TASK TO CARRY OUT: Reproduce every one of the records below with each "Detect" replaced by "Locate" and nothing else altered. Omit the pictures from your copy.

# # # # #

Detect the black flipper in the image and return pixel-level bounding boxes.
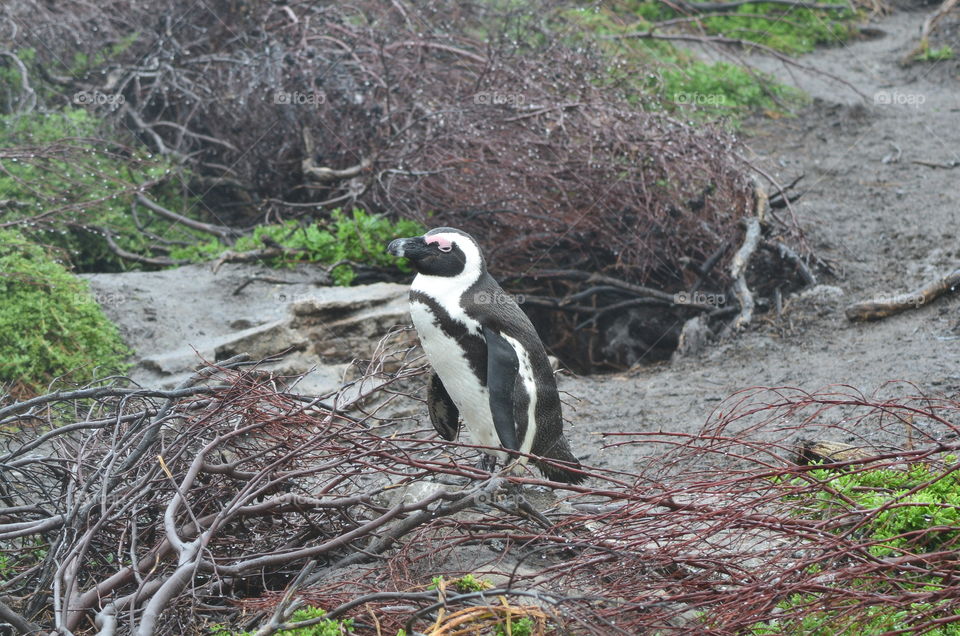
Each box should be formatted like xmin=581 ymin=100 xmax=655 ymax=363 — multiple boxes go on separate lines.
xmin=483 ymin=327 xmax=520 ymax=450
xmin=427 ymin=373 xmax=460 ymax=442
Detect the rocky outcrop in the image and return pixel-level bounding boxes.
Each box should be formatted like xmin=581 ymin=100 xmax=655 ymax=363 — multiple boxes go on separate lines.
xmin=84 ymin=264 xmax=410 ymax=395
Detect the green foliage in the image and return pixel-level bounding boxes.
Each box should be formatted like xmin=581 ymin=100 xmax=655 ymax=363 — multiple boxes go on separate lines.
xmin=0 ymin=108 xmax=197 ymax=271
xmin=751 ymin=455 xmax=960 ymax=636
xmin=628 ymin=0 xmax=857 ymax=55
xmin=0 ymin=230 xmax=128 ymax=392
xmin=917 ymin=44 xmax=953 ymax=62
xmin=170 ymin=210 xmax=424 ymax=285
xmin=210 ymin=607 xmax=354 ymax=636
xmin=564 ymin=2 xmax=801 ymax=122
xmin=427 ymin=574 xmax=493 ymax=594
xmin=497 ymin=616 xmax=534 ymax=636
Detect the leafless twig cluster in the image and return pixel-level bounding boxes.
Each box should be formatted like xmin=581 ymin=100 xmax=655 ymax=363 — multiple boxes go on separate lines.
xmin=4 ymin=0 xmax=809 ymax=369
xmin=0 ymin=328 xmax=960 ymax=635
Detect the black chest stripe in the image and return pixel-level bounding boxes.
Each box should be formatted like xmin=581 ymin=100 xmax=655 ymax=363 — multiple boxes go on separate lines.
xmin=410 ymin=291 xmax=487 ymax=386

# # # # #

RESULT FOR THIS TASK:
Locate the black flipper in the image and return pixel-level bounding boxes.
Each box should be formatted like xmin=581 ymin=100 xmax=655 ymax=363 — multiple boxes go on separate lines.
xmin=483 ymin=327 xmax=520 ymax=450
xmin=427 ymin=373 xmax=460 ymax=442
Locate the rocky outcrop in the image and return pixel-level bounding boxes.
Each box should be formatted like xmin=581 ymin=100 xmax=655 ymax=363 — multiple boxes go on separate lines.
xmin=84 ymin=264 xmax=410 ymax=395
Locate the green foliage in the image and return pixel-level bounding boxes.
Each box should be formatted like xmin=581 ymin=100 xmax=655 ymax=363 — multiple boxes go on separate lines.
xmin=0 ymin=108 xmax=197 ymax=271
xmin=751 ymin=455 xmax=960 ymax=636
xmin=628 ymin=0 xmax=857 ymax=55
xmin=0 ymin=230 xmax=128 ymax=392
xmin=917 ymin=44 xmax=953 ymax=62
xmin=170 ymin=210 xmax=424 ymax=285
xmin=210 ymin=607 xmax=354 ymax=636
xmin=564 ymin=2 xmax=801 ymax=122
xmin=427 ymin=574 xmax=493 ymax=594
xmin=497 ymin=616 xmax=534 ymax=636
Locate the leafless twig cluster in the image and return pixel-level bounding boxes.
Each box should be formatted like xmin=581 ymin=100 xmax=655 ymax=363 — multiple boxes go on separate lines.
xmin=4 ymin=0 xmax=809 ymax=369
xmin=0 ymin=328 xmax=960 ymax=635
Locate the black chest stripe in the image and return pixel-level bounding boxes.
Each box should be formatted like xmin=581 ymin=100 xmax=655 ymax=363 — multiple boxes go on separate lines.
xmin=410 ymin=291 xmax=487 ymax=386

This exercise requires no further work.